*Bereitgestellter Text:*
------------------------------

Admiral Osama Rabie, der Vorsitzende der Kanalbehörde, gab am 4. Mai 2020 bekannt, die Zahl der Passagen habe im Vergleich zum Vorjahr zugenommen, der Kanal habe in den ersten vier Monaten des Jahres 2020 im Vergleich zu dem Zeitraum im Vorjahr einen Anstieg seiner Einnahmen um 2 Prozent auf 1,907 Milliarden Dollar verzeichnet.

Kanalspur wurde 2015 eröffnet

Das Regime hat zuletzt viel Geld in den Kanal investiert, um Warte- und Fahrtzeiten zu verkürzen. Das soll die Zahl der Passagen und damit die Einnahmen drastisch erhöhen. Für 8,4 Milliarden Dollar wurde der Wüste eine weitere 36 Kilometer lange Kanalspur abgetrotzt. Sie wurde Im August 2015 mit großem Pomp eröffnet. Es wurde dafür eine eigene Goldmünze geprägt, die Erweiterung wurde als „Wiedergeburt“ und „Symbol des neuen Ägyptens“ gefeiert. Bis 2023 sollte sich die Zahl der Schiffe, die den Kanal jeden Tag durchqueren, auf 97 verdoppeln. Jetzt steckt die „Ever Given“ in dieser Spur fest.

Die Zahlen aus dem vergangenen Jahr (51,5 Schiffe am Tag) legen nahe, dass dies ehrgeizigen Ziele der Erweiterung weit verfehlt werden. Der Suezkanal mag zwar die kürzeste Seeverbindung zwischen Europa und Asien sein – in Zeiten sinkender Treibstoffpreise wird aber der Umweg um die Küste Afrikas und das Kap der Guten Hoffnung attraktiver. Zumindest ist der Schiffsverkehr mit der Erweiterung vor einem vollständigen Infarkt bewahrt. Kanalbehördenchef Rabie teilte am Mittwoch mit, der Schiffsverkehr solle durch die alte Kanalspur weiter fließen.

Enorm wichtig für den Nationalstolz

Schon vorher waren in der bewegten Geschichte des Kanals Schiffe steckengeblieben, etwa im Jahr 2017, als ein Containerschiff auf Grund lief. Damals konnte es aber binnen einiger Stunden befreit werden. Nicht nur für die ägyptischen Staatseinnahmen ist der Suezkanal von enormer Bedeutung. Für den Nationalstolz ist er womöglich noch wichtiger. Die Wasserstraße verkörpert Ägyptens Bedeutung in der Welt und die Selbstbehauptung des Landes gegen äußere Feinde. Tausende Ägypter kamen in der Wüste im Zuge der Bauarbeiten ums Leben, die 1859 begonnen hatten und zehn Jahre dauerten.

Ein französischer Diplomat im Ruhestand namens Ferdinand Lesseps hatte 1854 den ägyptischen Vizekönig Muhammad Said, einen Freund aus Jugendtagen, zu dem Mammutprojekt überredet. Weil aber Ismail, Neffe und Nachfolger des Vizekönigs, immense Schulden anhäufte, konnte das britische Empire die ägyptischen Anteile an der Wasserstraße erwerben und sich so die Kontrolle über die Kanalgesellschaft sichern.

------------------------------

*Datensatz:*

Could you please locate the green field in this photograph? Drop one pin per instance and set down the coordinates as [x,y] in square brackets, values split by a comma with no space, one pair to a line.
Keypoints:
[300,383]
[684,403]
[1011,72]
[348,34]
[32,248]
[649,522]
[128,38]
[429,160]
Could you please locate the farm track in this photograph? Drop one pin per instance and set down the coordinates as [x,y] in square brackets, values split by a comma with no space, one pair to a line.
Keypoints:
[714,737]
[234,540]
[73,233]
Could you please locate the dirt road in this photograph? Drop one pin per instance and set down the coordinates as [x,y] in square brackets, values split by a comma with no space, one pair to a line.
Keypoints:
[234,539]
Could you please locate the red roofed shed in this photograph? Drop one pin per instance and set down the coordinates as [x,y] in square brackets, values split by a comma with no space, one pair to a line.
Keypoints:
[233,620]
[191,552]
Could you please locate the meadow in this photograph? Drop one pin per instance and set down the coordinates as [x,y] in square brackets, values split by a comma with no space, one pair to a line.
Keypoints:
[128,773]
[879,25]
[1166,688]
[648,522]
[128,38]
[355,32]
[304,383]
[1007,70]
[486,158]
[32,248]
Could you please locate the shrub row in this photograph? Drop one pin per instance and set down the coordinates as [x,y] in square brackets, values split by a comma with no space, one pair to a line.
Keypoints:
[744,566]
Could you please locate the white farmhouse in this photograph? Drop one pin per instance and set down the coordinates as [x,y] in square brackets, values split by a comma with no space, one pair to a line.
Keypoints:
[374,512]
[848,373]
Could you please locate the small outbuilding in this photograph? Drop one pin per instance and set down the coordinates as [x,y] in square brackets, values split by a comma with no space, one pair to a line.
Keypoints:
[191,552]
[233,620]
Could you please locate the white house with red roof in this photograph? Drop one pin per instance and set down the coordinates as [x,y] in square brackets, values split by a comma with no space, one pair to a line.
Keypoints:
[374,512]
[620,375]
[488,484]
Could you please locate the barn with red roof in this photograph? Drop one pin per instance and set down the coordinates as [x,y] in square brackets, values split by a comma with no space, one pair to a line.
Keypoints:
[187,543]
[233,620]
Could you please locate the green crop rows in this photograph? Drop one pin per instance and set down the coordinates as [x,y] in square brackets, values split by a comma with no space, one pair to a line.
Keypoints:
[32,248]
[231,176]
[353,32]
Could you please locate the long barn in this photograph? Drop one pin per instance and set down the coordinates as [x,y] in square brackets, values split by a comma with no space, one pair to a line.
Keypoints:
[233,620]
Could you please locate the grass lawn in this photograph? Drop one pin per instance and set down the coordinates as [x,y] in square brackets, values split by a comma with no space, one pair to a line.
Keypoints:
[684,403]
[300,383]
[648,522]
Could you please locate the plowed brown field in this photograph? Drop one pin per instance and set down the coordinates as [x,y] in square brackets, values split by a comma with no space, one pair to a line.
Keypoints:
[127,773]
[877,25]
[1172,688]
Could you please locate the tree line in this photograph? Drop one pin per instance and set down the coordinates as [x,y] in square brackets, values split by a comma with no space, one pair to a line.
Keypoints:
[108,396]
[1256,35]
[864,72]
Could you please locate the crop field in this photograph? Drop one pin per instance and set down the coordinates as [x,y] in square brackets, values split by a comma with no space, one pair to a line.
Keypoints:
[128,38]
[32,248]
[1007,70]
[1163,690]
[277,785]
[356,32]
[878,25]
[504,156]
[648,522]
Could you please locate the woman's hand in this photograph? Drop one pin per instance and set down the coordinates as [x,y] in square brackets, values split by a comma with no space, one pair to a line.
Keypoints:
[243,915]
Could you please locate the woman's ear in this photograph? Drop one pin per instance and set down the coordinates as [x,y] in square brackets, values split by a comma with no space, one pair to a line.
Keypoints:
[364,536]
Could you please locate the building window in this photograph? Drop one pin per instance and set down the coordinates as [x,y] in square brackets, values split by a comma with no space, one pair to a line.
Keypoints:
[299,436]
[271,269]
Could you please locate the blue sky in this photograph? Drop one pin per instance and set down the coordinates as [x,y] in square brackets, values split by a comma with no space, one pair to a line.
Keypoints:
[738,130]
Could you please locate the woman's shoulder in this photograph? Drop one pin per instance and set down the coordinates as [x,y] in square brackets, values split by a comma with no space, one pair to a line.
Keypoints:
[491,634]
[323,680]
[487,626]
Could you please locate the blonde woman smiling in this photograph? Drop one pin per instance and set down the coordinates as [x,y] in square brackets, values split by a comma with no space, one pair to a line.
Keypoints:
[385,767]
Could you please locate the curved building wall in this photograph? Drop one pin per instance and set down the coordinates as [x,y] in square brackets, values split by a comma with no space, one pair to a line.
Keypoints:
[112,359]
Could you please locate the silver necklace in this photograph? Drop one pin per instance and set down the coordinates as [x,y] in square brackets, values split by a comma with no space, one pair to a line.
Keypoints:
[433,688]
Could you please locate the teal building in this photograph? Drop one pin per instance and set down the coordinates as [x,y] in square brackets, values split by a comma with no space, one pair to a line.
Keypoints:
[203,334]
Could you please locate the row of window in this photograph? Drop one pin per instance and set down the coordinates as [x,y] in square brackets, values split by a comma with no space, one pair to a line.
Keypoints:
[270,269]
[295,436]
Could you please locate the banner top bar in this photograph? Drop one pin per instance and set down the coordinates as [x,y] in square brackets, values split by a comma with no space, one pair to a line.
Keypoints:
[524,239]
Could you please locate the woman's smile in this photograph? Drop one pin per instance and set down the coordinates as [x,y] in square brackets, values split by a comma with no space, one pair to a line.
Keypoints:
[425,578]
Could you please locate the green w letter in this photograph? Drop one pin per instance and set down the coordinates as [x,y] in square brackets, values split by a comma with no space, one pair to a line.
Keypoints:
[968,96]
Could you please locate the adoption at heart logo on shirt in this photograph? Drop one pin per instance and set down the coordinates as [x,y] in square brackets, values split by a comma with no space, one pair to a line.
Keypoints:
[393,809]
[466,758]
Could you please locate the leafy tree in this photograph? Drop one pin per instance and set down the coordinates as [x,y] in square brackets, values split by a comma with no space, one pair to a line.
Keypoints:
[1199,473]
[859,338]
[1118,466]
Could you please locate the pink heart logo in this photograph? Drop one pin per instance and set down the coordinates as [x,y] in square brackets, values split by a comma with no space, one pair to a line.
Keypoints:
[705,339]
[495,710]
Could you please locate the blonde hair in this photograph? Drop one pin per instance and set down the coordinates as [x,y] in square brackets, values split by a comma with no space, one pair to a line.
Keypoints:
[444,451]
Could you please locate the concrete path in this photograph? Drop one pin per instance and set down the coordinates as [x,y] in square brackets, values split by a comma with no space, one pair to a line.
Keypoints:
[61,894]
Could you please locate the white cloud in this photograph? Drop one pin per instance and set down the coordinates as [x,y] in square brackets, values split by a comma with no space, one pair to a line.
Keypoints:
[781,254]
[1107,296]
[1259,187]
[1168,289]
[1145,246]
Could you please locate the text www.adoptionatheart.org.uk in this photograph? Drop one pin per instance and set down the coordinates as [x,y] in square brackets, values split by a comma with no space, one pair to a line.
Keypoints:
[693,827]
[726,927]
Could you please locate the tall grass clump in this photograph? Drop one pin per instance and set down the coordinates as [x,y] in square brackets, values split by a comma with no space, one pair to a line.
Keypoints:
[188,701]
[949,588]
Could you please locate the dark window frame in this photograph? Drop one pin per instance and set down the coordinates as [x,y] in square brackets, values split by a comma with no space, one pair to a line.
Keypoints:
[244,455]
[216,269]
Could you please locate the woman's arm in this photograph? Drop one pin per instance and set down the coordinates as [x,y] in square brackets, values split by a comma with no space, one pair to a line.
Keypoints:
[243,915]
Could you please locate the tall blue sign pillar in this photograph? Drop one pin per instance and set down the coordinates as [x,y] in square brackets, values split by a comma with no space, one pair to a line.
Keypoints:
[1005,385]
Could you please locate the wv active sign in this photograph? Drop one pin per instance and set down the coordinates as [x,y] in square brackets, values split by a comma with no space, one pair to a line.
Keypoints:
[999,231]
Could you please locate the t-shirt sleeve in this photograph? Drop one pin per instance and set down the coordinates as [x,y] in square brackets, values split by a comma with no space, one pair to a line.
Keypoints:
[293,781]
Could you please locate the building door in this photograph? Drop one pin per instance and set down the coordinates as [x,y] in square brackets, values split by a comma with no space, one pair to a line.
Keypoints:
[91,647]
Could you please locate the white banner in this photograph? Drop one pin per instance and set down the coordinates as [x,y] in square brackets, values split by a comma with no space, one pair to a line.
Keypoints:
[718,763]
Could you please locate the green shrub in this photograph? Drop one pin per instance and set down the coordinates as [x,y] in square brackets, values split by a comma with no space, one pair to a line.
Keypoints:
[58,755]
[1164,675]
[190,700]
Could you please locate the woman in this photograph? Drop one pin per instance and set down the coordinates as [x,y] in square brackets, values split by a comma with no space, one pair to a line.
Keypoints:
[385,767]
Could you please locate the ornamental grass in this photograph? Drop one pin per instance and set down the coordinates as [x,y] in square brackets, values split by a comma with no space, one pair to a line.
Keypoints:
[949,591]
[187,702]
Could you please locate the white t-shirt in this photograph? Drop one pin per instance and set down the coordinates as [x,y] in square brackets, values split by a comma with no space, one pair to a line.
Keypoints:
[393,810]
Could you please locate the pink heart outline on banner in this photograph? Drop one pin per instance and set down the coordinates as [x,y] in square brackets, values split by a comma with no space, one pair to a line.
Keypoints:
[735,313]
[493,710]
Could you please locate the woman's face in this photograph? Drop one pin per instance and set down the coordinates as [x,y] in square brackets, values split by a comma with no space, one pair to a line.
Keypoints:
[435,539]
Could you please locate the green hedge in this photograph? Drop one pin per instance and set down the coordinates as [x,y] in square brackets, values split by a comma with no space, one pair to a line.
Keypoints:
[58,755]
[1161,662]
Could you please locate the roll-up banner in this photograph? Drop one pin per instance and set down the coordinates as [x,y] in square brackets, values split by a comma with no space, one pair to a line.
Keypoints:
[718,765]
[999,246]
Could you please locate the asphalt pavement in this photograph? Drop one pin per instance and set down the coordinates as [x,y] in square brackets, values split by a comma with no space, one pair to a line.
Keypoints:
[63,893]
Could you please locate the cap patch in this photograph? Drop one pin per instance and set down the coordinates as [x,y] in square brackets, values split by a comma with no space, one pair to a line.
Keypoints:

------------------------------

*Aufgabe:* Gib aus dem Text über den Suezkanal den Abschnitt wortgetreu wieder, der mit „Kanalspur wurde 2015“ beginnt und bis einschließlich „dieser Spur fest.“ reicht.

*Lösung:*
Kanalspur wurde 2015 eröffnet

Das Regime hat zuletzt viel Geld in den Kanal investiert, um Warte- und Fahrtzeiten zu verkürzen. Das soll die Zahl der Passagen und damit die Einnahmen drastisch erhöhen. Für 8,4 Milliarden Dollar wurde der Wüste eine weitere 36 Kilometer lange Kanalspur abgetrotzt. Sie wurde Im August 2015 mit großem Pomp eröffnet. Es wurde dafür eine eigene Goldmünze geprägt, die Erweiterung wurde als „Wiedergeburt“ und „Symbol des neuen Ägyptens“ gefeiert. Bis 2023 sollte sich die Zahl der Schiffe, die den Kanal jeden Tag durchqueren, auf 97 verdoppeln. Jetzt steckt die „Ever Given“ in dieser Spur fest.